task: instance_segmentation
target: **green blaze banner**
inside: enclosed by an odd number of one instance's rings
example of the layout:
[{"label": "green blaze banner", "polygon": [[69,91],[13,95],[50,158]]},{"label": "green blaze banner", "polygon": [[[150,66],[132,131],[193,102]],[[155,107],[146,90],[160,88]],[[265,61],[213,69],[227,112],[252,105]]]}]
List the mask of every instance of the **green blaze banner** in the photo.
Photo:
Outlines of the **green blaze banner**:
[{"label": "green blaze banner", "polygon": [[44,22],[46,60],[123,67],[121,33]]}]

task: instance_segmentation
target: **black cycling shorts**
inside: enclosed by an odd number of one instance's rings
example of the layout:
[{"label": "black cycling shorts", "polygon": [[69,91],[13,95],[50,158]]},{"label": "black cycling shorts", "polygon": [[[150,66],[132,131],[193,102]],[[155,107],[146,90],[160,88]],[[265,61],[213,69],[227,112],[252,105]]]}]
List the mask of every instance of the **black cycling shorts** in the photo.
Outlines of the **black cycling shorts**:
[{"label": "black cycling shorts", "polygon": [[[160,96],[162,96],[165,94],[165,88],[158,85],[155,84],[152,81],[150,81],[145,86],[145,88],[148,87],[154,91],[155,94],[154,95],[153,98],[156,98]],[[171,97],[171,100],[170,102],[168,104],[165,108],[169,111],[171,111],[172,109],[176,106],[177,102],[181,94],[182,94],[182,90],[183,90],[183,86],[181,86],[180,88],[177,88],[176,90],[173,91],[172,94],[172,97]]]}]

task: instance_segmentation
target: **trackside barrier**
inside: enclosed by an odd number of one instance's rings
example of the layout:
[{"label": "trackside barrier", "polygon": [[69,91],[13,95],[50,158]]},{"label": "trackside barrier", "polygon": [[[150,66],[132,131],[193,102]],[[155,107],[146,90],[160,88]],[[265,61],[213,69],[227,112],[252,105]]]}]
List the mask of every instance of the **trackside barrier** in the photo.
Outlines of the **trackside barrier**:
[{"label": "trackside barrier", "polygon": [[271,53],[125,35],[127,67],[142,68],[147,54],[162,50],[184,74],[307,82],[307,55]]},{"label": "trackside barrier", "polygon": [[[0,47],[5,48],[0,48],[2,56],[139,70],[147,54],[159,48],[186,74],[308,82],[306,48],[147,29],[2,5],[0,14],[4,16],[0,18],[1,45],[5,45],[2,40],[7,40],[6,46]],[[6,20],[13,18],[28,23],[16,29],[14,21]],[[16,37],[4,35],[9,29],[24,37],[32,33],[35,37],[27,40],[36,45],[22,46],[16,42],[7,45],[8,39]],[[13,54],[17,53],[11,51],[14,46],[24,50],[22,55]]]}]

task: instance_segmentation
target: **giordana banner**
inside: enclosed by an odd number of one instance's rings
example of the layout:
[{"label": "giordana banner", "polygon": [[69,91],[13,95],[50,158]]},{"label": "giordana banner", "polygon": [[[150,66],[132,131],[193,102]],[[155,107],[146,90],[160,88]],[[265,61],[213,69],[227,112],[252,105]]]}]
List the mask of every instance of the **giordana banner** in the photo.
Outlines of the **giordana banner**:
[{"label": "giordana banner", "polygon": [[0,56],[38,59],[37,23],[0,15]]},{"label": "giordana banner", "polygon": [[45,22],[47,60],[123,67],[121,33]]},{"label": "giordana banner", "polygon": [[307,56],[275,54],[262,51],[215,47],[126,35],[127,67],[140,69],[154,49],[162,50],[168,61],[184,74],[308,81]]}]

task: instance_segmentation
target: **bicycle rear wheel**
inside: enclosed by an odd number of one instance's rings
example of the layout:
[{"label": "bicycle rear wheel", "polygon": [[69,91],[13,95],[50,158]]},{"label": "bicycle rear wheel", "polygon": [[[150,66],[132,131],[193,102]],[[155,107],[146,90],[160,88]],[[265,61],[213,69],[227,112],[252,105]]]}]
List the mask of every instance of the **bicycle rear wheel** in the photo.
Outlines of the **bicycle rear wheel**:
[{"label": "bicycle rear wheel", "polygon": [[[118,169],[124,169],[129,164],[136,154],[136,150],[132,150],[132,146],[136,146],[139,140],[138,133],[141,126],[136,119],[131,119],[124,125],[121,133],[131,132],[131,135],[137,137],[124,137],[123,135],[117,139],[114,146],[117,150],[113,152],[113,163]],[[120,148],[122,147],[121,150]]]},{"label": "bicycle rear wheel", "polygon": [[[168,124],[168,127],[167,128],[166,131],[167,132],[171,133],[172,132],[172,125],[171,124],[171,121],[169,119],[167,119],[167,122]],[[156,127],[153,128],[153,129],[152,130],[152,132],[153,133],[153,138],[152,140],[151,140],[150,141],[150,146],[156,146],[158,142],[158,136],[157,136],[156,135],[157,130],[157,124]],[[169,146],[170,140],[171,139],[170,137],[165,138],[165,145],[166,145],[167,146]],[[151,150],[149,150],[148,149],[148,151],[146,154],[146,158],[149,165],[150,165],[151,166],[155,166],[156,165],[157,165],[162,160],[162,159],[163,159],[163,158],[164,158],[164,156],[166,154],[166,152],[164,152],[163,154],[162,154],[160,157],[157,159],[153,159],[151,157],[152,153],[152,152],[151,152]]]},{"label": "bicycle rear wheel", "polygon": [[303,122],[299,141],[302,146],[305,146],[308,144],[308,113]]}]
========
PROBLEM DETAILS:
Reproduce all of the records above, renaming "layout" to "format" wherever it occurs and leaving everything else unchanged.

OUTPUT FOR THIS EXERCISE:
task: instance_segmentation
target: **green blaze banner**
inside: enclosed by an odd number of one instance's rings
example of the format:
[{"label": "green blaze banner", "polygon": [[69,91],[13,95],[50,158]]},{"label": "green blaze banner", "polygon": [[[150,66],[132,131],[193,102]],[[155,107],[146,90],[160,88]],[[265,61],[213,69],[227,112],[252,105]]]}]
List the mask of every instance of the **green blaze banner** in the photo.
Photo:
Outlines of the **green blaze banner**:
[{"label": "green blaze banner", "polygon": [[44,22],[46,60],[123,67],[121,33]]}]

task: instance_segmentation
target: **black cycling shorts**
inside: enclosed by an odd number of one instance's rings
example of the format:
[{"label": "black cycling shorts", "polygon": [[69,91],[13,95],[50,158]]},{"label": "black cycling shorts", "polygon": [[[150,66],[132,131],[193,102]],[[155,107],[146,90],[160,88]],[[265,61],[213,69],[227,112],[252,105]]]}]
List the mask of every instance of the **black cycling shorts** in the photo.
Outlines of the **black cycling shorts**:
[{"label": "black cycling shorts", "polygon": [[[160,96],[162,96],[165,94],[165,88],[158,85],[155,84],[152,81],[150,81],[145,86],[145,88],[148,87],[154,91],[155,94],[154,95],[153,98],[156,98]],[[171,97],[171,100],[170,102],[168,104],[165,108],[169,111],[171,111],[172,109],[176,106],[177,102],[181,94],[182,94],[182,90],[183,90],[183,86],[181,86],[180,88],[177,88],[176,90],[173,91],[172,94],[172,97]]]}]

task: instance_segmentation
target: **trackside barrier**
inside: enclosed by an odd number of one instance's rings
example of the format:
[{"label": "trackside barrier", "polygon": [[69,91],[13,95],[50,158]]},{"label": "trackside barrier", "polygon": [[[150,66],[132,131],[193,102]],[[155,107],[146,90],[160,88]],[[265,61],[213,69],[227,112],[252,105]]]}]
List the mask of every instance of the **trackside barrier** in the photo.
Outlines of the **trackside barrier**:
[{"label": "trackside barrier", "polygon": [[271,53],[125,35],[127,67],[142,68],[147,54],[162,50],[184,74],[307,82],[307,55]]},{"label": "trackside barrier", "polygon": [[[0,47],[5,48],[0,48],[2,56],[139,70],[147,54],[159,48],[186,74],[308,82],[306,48],[147,29],[2,5],[0,14],[4,16],[0,18],[1,45],[5,45],[2,40],[7,40],[6,46]],[[6,20],[13,18],[28,23],[16,29],[14,21]],[[16,37],[4,35],[9,29],[24,37],[32,33],[35,37],[27,40],[36,45],[22,46],[16,42],[7,45],[8,39]],[[13,54],[17,53],[11,51],[14,46],[24,50],[22,55]]]}]

task: instance_segmentation
target: **giordana banner**
inside: enclosed by an odd number of one instance's rings
example of the format:
[{"label": "giordana banner", "polygon": [[69,91],[13,95],[50,158]]},{"label": "giordana banner", "polygon": [[[150,66],[132,131],[193,102]],[[155,107],[146,90],[160,88]],[[265,61],[213,69],[227,112],[252,105]]]}]
List the mask of every instance of the **giordana banner** in the photo.
Outlines of the **giordana banner**:
[{"label": "giordana banner", "polygon": [[0,56],[38,59],[37,23],[0,15]]},{"label": "giordana banner", "polygon": [[45,22],[47,60],[123,67],[121,33]]},{"label": "giordana banner", "polygon": [[307,56],[275,54],[262,51],[215,47],[126,35],[127,67],[140,69],[154,49],[162,50],[168,61],[184,74],[308,81]]}]

task: instance_segmentation
target: **bicycle rear wheel**
inside: enclosed by an odd number of one instance's rings
example of the format:
[{"label": "bicycle rear wheel", "polygon": [[69,91],[13,95],[50,158]]},{"label": "bicycle rear wheel", "polygon": [[[150,66],[132,131],[193,102]],[[155,107],[146,90],[160,88]],[[265,61],[213,69],[227,112],[252,105]]]}]
List the mask of every instance of the **bicycle rear wheel** in the photo.
Outlines of the **bicycle rear wheel**:
[{"label": "bicycle rear wheel", "polygon": [[[118,169],[124,169],[129,164],[136,154],[136,150],[132,150],[132,146],[136,146],[139,140],[138,133],[141,126],[136,119],[131,119],[124,125],[121,133],[131,132],[131,135],[137,137],[124,137],[123,135],[117,139],[114,146],[117,150],[113,152],[113,163]],[[120,148],[122,147],[121,150]]]},{"label": "bicycle rear wheel", "polygon": [[[168,124],[168,127],[167,128],[166,131],[167,132],[171,133],[172,132],[172,125],[171,124],[171,121],[169,119],[167,119],[167,122]],[[156,127],[153,128],[153,129],[152,130],[152,132],[153,133],[153,138],[152,140],[151,140],[150,141],[150,146],[156,146],[158,142],[158,136],[157,136],[156,135],[157,130],[157,124]],[[169,146],[170,140],[171,139],[170,137],[165,138],[165,145],[166,145],[167,146]],[[151,150],[149,150],[148,149],[148,151],[146,154],[146,158],[149,165],[150,165],[151,166],[155,166],[156,165],[157,165],[162,160],[162,159],[163,159],[163,158],[164,158],[164,156],[166,154],[166,152],[164,152],[163,154],[162,154],[160,157],[157,159],[153,159],[151,157],[152,153],[152,152],[151,152]]]},{"label": "bicycle rear wheel", "polygon": [[303,122],[299,141],[302,146],[305,146],[308,144],[308,113]]}]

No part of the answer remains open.